TEXT PASSAGE:

__________________________________________________

Monday, October 20, 2008

Carbon credit gravy train

You can put even money down that anytime a program as complicated as the carbon credit trading system is put into place, there will be a number of unintended consequences and ways that it can be exploited. Oftentimes the exploiters aren't skirting the rules or doing anything illegal. They're simply taking advantge of flaws in the design and/or execution of the program.

The future of carbon credit trading may hinge on the willingness and ability of those in charge to preserve the program's integrity by revising its design as flaws are discovered. Hopefully there won't be too many. (GW)

Pollution Credits Let Dumps Double Dip


Landfills Find New Revenue in Trading System Meant to Curb Greenhouse Emissions

By Jeffrey Ball
Wall Street Journal
October 20, 2008

CAPE MAY COUNTY, N.J. -- America's garbage dumps are reaping a windfall from the fight against global warming. But their payday might not be doing much to reduce greenhouse-gas emissions.

For more than a decade, the landfill here has made extra profit simply by collecting methane given off by rotting trash, and selling it as fuel. Last year, the landfill learned that doing this also qualified it to earn hundreds of thousands of dollars via a new program that pays companies to cut their greenhouse-gas emissions.

__________________________________________________

Point annotation data:
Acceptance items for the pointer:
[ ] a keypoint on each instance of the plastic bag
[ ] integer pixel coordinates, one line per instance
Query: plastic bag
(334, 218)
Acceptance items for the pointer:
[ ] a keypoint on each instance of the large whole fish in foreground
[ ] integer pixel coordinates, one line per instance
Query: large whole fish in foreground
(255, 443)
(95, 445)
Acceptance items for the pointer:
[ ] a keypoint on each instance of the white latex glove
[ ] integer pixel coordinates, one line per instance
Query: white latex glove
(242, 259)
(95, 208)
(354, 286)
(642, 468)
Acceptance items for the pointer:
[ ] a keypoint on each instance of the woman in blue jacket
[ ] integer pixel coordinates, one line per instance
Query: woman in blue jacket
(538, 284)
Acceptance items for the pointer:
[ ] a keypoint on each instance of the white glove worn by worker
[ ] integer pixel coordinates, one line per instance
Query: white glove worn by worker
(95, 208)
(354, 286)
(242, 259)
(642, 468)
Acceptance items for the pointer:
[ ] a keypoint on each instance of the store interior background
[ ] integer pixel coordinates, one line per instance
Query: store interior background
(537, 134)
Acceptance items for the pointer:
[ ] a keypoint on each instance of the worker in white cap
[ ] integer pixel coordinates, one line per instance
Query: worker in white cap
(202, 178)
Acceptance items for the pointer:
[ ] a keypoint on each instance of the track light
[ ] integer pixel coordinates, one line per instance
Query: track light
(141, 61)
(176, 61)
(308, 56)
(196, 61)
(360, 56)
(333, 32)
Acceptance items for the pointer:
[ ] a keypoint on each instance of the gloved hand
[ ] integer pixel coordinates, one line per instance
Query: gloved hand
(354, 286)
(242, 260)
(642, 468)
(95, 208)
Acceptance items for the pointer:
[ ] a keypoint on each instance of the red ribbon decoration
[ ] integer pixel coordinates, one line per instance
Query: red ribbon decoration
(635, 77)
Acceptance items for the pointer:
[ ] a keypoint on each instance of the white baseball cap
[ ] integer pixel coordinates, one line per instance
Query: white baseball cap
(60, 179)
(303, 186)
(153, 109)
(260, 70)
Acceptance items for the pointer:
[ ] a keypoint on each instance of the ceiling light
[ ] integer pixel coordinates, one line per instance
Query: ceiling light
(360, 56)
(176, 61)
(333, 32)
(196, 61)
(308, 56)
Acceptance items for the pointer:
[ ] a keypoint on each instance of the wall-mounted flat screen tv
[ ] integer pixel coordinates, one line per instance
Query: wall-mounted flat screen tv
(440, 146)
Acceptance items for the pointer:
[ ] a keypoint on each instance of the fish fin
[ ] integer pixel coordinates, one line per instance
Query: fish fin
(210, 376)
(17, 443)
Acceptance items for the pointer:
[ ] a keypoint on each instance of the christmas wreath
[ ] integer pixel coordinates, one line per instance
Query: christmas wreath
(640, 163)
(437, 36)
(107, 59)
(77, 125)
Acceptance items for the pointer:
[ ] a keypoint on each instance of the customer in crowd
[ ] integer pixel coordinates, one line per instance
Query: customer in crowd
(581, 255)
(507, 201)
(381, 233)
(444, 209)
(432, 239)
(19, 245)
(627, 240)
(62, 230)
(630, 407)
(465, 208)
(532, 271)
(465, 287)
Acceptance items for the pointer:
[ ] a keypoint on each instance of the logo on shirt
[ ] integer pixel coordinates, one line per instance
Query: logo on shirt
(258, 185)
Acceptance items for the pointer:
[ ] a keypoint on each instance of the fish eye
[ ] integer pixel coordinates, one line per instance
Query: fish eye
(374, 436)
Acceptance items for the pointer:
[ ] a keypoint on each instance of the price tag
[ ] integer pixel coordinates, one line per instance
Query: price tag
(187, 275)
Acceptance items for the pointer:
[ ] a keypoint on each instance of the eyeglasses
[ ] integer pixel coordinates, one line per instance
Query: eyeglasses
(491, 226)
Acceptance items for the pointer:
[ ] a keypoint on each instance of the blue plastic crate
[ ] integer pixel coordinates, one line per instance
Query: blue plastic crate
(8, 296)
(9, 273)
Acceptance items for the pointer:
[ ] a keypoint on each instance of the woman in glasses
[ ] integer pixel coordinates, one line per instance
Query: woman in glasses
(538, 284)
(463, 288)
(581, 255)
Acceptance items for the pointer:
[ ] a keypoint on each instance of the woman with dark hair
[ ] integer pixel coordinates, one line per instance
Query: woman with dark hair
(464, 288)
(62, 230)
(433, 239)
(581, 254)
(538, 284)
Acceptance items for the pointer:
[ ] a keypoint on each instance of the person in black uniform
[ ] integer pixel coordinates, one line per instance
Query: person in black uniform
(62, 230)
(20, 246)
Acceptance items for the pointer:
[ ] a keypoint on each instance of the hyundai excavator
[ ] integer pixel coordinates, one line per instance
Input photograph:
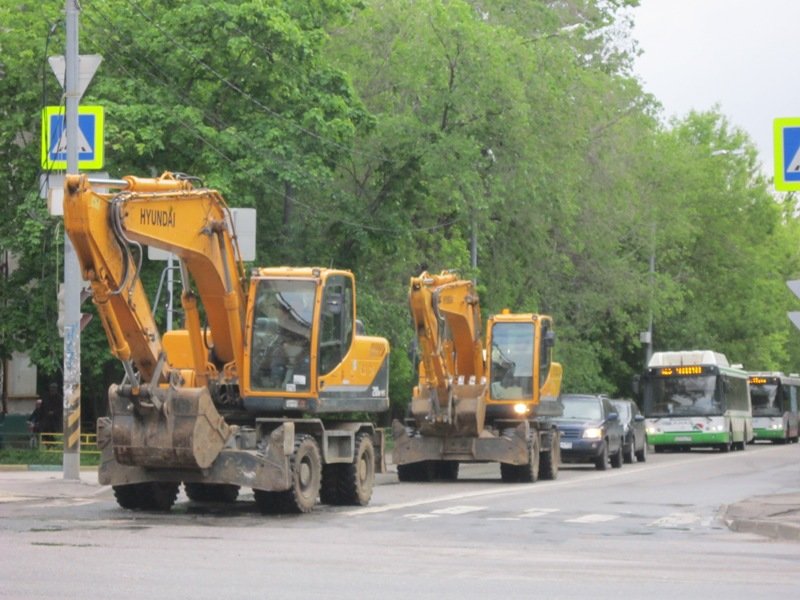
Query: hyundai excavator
(256, 390)
(475, 403)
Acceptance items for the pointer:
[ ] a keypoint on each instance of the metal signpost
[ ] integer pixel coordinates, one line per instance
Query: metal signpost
(74, 72)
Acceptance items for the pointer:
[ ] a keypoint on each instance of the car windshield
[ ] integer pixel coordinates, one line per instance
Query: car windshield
(624, 410)
(512, 361)
(765, 399)
(581, 408)
(282, 335)
(682, 396)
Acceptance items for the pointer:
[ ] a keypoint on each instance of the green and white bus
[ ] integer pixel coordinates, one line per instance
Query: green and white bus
(695, 398)
(774, 397)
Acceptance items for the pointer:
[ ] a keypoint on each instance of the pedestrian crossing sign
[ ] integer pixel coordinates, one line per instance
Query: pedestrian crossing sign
(90, 138)
(786, 137)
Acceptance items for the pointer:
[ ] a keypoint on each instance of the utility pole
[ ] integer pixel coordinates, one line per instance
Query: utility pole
(72, 274)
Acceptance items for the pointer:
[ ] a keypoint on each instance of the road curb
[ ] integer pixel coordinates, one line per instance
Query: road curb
(743, 517)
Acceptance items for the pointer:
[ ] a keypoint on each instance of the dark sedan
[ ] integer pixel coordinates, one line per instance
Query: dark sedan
(635, 431)
(590, 431)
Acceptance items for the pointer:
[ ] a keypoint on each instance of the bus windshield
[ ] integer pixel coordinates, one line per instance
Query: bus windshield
(512, 361)
(688, 396)
(765, 400)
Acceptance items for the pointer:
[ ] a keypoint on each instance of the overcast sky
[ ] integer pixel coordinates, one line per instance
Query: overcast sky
(743, 55)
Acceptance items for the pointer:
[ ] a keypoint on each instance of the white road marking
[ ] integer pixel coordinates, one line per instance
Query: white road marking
(532, 513)
(593, 518)
(675, 521)
(548, 486)
(420, 516)
(457, 510)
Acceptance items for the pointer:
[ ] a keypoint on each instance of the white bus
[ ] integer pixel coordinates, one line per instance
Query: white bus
(774, 397)
(695, 398)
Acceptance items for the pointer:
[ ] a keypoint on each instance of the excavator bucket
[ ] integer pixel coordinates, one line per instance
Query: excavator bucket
(172, 428)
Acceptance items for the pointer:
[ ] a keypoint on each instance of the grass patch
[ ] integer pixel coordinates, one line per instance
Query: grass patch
(18, 456)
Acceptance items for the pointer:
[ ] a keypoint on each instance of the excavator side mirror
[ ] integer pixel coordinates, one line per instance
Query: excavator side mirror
(333, 304)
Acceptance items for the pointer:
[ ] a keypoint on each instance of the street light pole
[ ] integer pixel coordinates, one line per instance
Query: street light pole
(72, 274)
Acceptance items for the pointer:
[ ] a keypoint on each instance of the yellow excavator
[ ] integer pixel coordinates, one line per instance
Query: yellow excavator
(476, 403)
(256, 390)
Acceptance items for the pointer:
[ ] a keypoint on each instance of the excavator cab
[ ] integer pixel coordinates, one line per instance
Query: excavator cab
(523, 379)
(303, 352)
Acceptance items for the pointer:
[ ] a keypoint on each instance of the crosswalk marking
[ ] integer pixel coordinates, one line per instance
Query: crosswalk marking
(593, 518)
(457, 510)
(675, 521)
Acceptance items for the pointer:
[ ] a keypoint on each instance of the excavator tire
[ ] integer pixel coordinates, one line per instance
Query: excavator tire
(351, 484)
(127, 496)
(447, 470)
(306, 477)
(212, 492)
(417, 472)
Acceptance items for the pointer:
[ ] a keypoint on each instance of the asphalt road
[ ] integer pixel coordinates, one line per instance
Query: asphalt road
(647, 530)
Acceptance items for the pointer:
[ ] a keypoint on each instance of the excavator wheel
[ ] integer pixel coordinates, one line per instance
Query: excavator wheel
(306, 477)
(447, 470)
(550, 461)
(211, 492)
(267, 502)
(351, 484)
(157, 495)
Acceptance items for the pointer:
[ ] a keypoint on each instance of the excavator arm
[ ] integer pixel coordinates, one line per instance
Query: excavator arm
(108, 230)
(447, 320)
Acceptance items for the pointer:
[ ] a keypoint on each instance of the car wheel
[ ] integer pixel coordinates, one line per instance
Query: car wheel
(628, 454)
(641, 455)
(601, 462)
(618, 458)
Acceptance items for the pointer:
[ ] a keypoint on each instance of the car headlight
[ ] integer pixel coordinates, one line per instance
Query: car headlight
(593, 433)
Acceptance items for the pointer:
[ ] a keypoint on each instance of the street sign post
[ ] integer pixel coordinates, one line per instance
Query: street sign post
(786, 138)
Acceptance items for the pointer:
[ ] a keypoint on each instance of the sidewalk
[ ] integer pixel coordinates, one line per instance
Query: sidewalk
(776, 517)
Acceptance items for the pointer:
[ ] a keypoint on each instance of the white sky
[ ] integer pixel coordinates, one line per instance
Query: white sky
(743, 55)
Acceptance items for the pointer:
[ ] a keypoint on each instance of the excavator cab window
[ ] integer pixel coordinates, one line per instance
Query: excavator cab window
(282, 335)
(546, 343)
(512, 361)
(337, 322)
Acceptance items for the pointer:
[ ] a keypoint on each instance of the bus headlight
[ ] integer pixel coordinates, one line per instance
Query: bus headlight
(592, 433)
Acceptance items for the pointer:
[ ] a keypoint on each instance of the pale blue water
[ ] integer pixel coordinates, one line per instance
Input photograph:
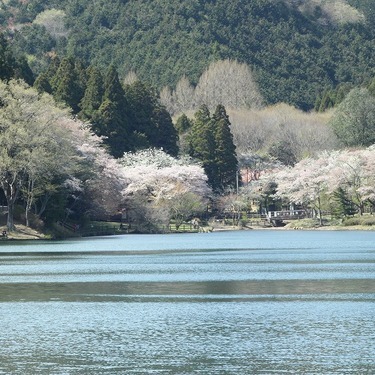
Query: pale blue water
(252, 302)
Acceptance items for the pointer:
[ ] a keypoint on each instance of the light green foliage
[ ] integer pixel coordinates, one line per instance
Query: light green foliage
(33, 148)
(354, 119)
(294, 48)
(211, 142)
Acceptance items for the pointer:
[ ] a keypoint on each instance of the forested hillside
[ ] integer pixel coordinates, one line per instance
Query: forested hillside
(296, 49)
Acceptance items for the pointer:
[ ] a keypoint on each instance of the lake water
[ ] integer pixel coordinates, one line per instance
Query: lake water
(246, 302)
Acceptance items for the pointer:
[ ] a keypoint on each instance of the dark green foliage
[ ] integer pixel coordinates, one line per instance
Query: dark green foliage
(151, 123)
(283, 152)
(211, 142)
(183, 124)
(225, 150)
(112, 116)
(332, 98)
(11, 66)
(67, 85)
(342, 206)
(293, 54)
(93, 96)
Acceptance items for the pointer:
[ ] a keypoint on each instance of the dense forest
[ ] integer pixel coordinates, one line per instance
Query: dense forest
(296, 49)
(166, 111)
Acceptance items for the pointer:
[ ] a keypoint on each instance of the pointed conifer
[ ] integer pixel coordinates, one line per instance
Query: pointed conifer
(66, 86)
(93, 96)
(111, 118)
(225, 150)
(202, 143)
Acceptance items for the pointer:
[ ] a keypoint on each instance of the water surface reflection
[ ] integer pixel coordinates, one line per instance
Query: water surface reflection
(224, 303)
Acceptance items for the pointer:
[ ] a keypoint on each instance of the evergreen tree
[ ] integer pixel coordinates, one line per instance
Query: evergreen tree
(342, 205)
(111, 119)
(166, 133)
(93, 96)
(225, 151)
(42, 84)
(7, 61)
(151, 123)
(202, 144)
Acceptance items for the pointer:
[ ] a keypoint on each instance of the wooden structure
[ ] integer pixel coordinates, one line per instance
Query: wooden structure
(276, 218)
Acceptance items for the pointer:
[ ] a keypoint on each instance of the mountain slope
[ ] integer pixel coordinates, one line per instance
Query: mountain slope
(295, 51)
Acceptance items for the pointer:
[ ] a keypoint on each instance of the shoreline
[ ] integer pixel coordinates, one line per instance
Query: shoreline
(24, 233)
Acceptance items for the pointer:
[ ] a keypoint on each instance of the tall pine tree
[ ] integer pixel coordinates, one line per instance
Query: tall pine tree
(151, 123)
(225, 151)
(93, 96)
(112, 115)
(202, 143)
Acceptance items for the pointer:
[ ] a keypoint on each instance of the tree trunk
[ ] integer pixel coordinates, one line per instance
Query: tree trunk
(10, 218)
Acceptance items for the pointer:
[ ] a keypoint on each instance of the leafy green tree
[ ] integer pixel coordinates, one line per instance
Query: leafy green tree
(66, 84)
(225, 151)
(42, 84)
(33, 147)
(151, 123)
(7, 61)
(167, 137)
(12, 66)
(202, 143)
(183, 124)
(343, 206)
(93, 96)
(283, 152)
(354, 119)
(112, 119)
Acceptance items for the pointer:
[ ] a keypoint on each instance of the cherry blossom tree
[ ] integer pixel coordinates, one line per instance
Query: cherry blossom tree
(305, 183)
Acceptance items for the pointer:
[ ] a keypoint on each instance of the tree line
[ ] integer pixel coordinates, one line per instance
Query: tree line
(297, 50)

__________________________________________________

WHAT THIS EXERCISE ASKS:
1. According to the carbon credit article, how has the landfill in Cape May County made extra profit for more than a decade?
2. Please rewrite the part of the carbon credit article starting with "You can put" and going on through "too many. (GW)", replacing "carbon credit trading" with "emissions trading".
3. Write what comes next in the carbon credit article after its final sentence.

SET OF ANSWERS:
1. It has collected methane given off by rotting trash and sold it as fuel.

2.
You can put even money down that anytime a program as complicated as the emissions trading system is put into place, there will be a number of unintended consequences and ways that it can be exploited. Oftentimes the exploiters aren't skirting the rules or doing anything illegal. They're simply taking advantge of flaws in the design and/or execution of the program.

The future of emissions trading may hinge on the willingness and ability of those in charge to preserve the program's integrity by revising its design as flaws are discovered. Hopefully there won't be too many. (GW)

3.
Eliminating methane lets dumps sell "carbon credits" to environmentally conscious people and companies. The long-term goal of trading credits -- basically, vouchers representing reductions in carbon dioxide and other greenhouse gases -- is to reduce global pollution by encouraging others to cut emissions when the buyers of the credits can't or won't cut their own.

Concerns are mounting about projects that earn carbon credits for business practices they've been doing anyway. (Oct. 20)

"It seemed a little suspicious that we could get money for doing nothing," says Charles Norkis, executive director of the Cape May County Municipal Utilities Authority, which has raised $427,475 selling credits since February, or 3% of the authority's projected solid-waste revenue for the year.

The sale of credits by these landfills undermines a premise of the global fight against climate change. The credit system was designed to encourage pollution cuts that wouldn't have happened without a financial incentive. But the credits aren't helping the environment if they're merely providing extra profit for cleanups already made. And dumps already have an incentive to capture methane because selling it can be profitable.

The biggest carbon-credit market in the U.S. is the Chicago Climate Exchange. It's an experiment in which polluting companies are trying to develop an inexpensive way to comply with limits on greenhouse-gas emissions that they expect the government to impose. The companies promise to cut emissions partly by retooling their facilities, and partly -- and often more cheaply -- by buying extra credits representing reductions made at landfills or other outside sources.

Over the past two years, landfills from Pennsylvania to North Dakota have started selling extra credits on the Chicago exchange to profit from methane they were capturing anyway.

Selling credits is "gravy to us," says Katherine Vesey, comptroller of the utility authority in Atlantic County, N.J., which was profitably capturing methane for two years before it started selling credits on the Chicago exchange.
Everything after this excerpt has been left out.